**Opdrachtgegevens**
Neem de regels ongewijzigd over, vanaf het begin van de gegevens tot en met de regel met "(1094, 253)".

**Te gebruiken regels**

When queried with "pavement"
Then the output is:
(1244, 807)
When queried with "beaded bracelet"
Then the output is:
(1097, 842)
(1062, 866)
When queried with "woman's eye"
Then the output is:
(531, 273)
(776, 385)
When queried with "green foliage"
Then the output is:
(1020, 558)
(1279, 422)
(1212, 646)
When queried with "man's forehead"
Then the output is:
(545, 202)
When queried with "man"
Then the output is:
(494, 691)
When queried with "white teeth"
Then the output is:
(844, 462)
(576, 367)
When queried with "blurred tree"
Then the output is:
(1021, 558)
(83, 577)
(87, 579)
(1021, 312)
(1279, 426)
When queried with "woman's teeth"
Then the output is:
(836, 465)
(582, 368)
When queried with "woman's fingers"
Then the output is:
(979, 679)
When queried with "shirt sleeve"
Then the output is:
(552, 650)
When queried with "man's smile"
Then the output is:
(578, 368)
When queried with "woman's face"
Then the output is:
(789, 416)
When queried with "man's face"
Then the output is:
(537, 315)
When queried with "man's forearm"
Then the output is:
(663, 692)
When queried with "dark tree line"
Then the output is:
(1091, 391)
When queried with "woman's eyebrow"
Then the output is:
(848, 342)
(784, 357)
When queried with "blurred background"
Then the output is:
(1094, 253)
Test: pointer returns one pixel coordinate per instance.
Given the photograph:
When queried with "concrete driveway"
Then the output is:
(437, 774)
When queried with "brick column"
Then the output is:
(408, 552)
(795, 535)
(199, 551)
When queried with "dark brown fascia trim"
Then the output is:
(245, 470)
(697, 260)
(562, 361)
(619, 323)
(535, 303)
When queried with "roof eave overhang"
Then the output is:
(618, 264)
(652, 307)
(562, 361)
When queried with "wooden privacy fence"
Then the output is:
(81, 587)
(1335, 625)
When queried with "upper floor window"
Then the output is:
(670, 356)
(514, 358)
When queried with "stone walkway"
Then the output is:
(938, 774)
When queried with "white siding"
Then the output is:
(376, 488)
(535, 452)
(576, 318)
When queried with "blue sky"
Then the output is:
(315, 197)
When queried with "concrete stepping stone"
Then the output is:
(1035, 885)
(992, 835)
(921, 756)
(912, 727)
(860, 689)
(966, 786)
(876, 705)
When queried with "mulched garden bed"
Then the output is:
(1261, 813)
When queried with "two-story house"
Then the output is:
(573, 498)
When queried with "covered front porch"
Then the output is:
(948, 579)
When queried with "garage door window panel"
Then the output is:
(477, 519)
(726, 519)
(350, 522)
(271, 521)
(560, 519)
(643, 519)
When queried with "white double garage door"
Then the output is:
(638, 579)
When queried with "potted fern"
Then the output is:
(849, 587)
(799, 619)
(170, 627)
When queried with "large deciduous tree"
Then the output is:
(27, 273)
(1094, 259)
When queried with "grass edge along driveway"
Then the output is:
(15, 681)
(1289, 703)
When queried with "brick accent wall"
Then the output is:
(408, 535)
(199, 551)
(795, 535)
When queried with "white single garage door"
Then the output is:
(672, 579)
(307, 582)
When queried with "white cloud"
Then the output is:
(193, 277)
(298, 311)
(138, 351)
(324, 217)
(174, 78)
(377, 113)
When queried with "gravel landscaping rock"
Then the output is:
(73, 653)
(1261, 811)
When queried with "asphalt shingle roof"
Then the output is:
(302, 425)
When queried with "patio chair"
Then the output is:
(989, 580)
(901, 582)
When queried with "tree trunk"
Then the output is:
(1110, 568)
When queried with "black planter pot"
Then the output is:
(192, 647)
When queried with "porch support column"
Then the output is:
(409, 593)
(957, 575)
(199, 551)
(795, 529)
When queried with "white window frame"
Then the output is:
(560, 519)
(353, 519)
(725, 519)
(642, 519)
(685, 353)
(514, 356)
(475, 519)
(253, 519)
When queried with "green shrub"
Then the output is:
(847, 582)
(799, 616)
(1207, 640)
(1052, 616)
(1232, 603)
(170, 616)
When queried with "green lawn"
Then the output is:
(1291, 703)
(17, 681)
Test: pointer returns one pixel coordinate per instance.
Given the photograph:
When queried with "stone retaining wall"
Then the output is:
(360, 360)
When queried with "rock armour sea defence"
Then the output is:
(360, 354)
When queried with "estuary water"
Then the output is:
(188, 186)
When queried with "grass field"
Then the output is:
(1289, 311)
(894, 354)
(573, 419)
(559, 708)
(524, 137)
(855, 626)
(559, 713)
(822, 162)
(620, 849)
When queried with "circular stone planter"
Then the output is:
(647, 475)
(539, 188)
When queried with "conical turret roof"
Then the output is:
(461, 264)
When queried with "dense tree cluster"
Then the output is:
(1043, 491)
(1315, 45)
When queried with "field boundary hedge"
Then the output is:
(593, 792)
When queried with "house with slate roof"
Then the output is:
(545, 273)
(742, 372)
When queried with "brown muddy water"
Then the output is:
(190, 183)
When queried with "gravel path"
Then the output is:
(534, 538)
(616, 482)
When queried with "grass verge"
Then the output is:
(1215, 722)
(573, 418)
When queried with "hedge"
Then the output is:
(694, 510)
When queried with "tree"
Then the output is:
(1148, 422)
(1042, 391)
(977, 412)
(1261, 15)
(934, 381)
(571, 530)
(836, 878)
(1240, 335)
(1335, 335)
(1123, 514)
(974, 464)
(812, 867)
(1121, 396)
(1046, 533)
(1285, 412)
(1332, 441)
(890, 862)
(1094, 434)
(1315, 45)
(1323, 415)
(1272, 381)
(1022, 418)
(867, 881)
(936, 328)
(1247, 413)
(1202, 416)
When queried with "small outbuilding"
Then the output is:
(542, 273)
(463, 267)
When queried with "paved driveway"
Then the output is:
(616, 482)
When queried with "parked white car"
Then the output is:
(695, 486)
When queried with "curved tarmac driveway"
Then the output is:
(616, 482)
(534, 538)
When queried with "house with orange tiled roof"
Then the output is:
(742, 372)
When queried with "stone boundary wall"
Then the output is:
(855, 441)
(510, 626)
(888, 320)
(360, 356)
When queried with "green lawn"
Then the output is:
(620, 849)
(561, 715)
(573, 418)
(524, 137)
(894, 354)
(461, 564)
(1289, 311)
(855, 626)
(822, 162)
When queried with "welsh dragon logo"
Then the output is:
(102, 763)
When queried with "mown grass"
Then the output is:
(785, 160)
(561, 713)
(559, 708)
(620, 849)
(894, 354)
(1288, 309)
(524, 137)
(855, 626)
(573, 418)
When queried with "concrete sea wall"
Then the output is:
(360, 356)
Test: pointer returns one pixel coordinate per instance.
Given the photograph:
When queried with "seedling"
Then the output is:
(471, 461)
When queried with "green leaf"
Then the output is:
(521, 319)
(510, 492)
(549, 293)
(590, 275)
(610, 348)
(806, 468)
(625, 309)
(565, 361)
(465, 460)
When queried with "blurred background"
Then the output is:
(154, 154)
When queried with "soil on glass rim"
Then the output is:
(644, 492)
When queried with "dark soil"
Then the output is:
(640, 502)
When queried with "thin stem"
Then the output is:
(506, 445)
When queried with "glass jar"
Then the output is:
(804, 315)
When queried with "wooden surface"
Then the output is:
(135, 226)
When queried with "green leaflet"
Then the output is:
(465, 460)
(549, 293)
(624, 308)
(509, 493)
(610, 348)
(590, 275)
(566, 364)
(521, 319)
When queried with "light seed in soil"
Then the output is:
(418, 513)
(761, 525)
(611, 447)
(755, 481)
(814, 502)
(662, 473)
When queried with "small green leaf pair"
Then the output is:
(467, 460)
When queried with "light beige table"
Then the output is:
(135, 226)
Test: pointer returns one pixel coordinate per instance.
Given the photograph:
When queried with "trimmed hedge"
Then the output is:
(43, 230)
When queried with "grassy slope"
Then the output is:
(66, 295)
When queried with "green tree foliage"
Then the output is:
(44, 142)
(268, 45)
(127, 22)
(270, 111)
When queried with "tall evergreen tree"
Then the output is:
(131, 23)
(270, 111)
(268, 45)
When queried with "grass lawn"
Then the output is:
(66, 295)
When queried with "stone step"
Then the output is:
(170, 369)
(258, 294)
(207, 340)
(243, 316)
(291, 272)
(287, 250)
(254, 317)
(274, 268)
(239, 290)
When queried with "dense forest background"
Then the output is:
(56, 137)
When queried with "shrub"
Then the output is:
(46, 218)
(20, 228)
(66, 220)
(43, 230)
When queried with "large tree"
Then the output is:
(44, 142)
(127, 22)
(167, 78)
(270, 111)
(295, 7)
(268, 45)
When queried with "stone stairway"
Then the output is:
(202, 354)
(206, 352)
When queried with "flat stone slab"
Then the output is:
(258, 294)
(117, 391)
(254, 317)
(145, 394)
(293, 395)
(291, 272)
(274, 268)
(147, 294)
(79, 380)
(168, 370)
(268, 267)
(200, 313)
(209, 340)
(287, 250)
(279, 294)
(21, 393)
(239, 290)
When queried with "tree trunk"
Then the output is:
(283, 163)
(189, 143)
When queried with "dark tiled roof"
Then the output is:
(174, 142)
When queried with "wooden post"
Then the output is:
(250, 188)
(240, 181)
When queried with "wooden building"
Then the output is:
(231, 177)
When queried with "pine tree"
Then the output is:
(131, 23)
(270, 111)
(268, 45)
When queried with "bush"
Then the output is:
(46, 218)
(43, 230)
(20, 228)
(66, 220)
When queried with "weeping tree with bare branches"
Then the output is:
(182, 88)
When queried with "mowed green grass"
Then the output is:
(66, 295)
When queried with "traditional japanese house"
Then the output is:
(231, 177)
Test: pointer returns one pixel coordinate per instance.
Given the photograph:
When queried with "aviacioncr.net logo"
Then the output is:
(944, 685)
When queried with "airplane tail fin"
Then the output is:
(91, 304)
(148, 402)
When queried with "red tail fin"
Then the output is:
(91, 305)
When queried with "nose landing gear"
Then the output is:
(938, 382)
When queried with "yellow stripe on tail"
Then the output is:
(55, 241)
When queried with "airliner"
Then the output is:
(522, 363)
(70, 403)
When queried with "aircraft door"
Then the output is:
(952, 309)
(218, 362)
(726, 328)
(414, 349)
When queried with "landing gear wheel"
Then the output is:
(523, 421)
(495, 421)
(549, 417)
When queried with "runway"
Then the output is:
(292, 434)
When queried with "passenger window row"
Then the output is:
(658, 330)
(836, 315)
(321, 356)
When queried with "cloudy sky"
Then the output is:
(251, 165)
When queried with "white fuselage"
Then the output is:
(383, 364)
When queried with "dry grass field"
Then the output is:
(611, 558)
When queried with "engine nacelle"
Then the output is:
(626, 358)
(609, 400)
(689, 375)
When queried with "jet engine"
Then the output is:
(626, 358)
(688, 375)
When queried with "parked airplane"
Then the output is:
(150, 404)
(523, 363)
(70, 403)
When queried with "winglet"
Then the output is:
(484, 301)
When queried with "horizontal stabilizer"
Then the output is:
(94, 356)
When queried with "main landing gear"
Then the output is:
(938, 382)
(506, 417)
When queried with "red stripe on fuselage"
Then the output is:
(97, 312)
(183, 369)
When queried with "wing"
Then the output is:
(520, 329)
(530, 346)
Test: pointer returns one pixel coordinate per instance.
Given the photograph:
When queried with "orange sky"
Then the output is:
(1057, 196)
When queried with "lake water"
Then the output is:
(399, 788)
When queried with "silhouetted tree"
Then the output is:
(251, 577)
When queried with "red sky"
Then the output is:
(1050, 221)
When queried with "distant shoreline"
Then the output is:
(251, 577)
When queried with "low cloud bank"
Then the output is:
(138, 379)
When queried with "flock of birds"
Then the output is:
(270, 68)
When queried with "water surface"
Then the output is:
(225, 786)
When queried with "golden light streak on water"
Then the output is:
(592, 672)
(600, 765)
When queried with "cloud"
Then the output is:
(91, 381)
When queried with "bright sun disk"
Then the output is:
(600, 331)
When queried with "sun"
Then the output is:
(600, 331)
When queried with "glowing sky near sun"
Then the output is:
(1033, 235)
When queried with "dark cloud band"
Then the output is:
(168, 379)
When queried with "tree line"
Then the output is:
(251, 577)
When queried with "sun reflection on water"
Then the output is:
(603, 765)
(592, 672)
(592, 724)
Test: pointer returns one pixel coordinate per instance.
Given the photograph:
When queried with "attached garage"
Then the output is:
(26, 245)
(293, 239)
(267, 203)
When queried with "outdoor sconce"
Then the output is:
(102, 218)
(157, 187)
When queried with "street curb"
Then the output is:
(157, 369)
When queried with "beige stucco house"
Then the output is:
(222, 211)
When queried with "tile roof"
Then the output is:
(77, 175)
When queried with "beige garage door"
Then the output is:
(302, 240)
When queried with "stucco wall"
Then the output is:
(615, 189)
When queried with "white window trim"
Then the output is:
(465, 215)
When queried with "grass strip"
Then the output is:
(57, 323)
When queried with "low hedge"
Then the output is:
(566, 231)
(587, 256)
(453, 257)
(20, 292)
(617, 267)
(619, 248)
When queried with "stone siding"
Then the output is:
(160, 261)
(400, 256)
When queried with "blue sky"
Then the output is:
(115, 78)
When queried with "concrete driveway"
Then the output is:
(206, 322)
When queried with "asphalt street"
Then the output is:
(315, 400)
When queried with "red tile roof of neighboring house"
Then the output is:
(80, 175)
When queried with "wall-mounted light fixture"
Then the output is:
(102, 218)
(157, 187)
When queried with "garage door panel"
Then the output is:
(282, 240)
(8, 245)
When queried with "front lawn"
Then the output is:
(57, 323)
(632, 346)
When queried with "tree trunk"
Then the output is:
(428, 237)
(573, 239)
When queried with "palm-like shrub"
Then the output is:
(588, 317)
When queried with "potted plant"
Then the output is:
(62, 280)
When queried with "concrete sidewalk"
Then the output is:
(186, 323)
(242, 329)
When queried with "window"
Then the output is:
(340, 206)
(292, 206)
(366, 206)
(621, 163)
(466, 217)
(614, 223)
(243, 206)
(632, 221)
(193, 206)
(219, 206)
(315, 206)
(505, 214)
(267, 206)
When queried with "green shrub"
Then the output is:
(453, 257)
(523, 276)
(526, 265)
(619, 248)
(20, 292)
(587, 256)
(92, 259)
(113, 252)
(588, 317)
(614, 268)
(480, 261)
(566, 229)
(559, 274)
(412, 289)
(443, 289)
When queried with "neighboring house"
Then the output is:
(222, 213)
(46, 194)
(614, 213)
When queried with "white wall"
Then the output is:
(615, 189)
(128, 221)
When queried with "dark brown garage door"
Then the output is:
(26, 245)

**Resultaat opdracht**
When queried with "pavement"
Then the output is:
(1244, 807)
When queried with "beaded bracelet"
Then the output is:
(1097, 842)
(1062, 866)
When queried with "woman's eye"
Then the output is:
(531, 273)
(776, 385)
When queried with "green foliage"
Then the output is:
(1020, 558)
(1279, 422)
(1212, 646)
When queried with "man's forehead"
Then the output is:
(545, 202)
When queried with "man"
Then the output is:
(494, 691)
When queried with "white teeth"
Then the output is:
(844, 462)
(576, 367)
When queried with "blurred tree"
Then the output is:
(1021, 558)
(83, 577)
(87, 579)
(1021, 312)
(1279, 426)
When queried with "woman's teeth"
Then the output is:
(836, 465)
(582, 368)
When queried with "woman's fingers"
Then the output is:
(979, 679)
When queried with "shirt sleeve"
Then the output is:
(552, 650)
When queried with "man's smile"
Then the output is:
(578, 368)
When queried with "woman's face"
Then the output is:
(789, 416)
When queried with "man's face"
Then the output is:
(537, 315)
When queried with "man's forearm"
Then the output is:
(663, 692)
When queried with "dark tree line"
Then the output is:
(1091, 391)
When queried with "woman's eyebrow"
Then the output is:
(848, 342)
(784, 357)
When queried with "blurred background"
Then the output is:
(1094, 253)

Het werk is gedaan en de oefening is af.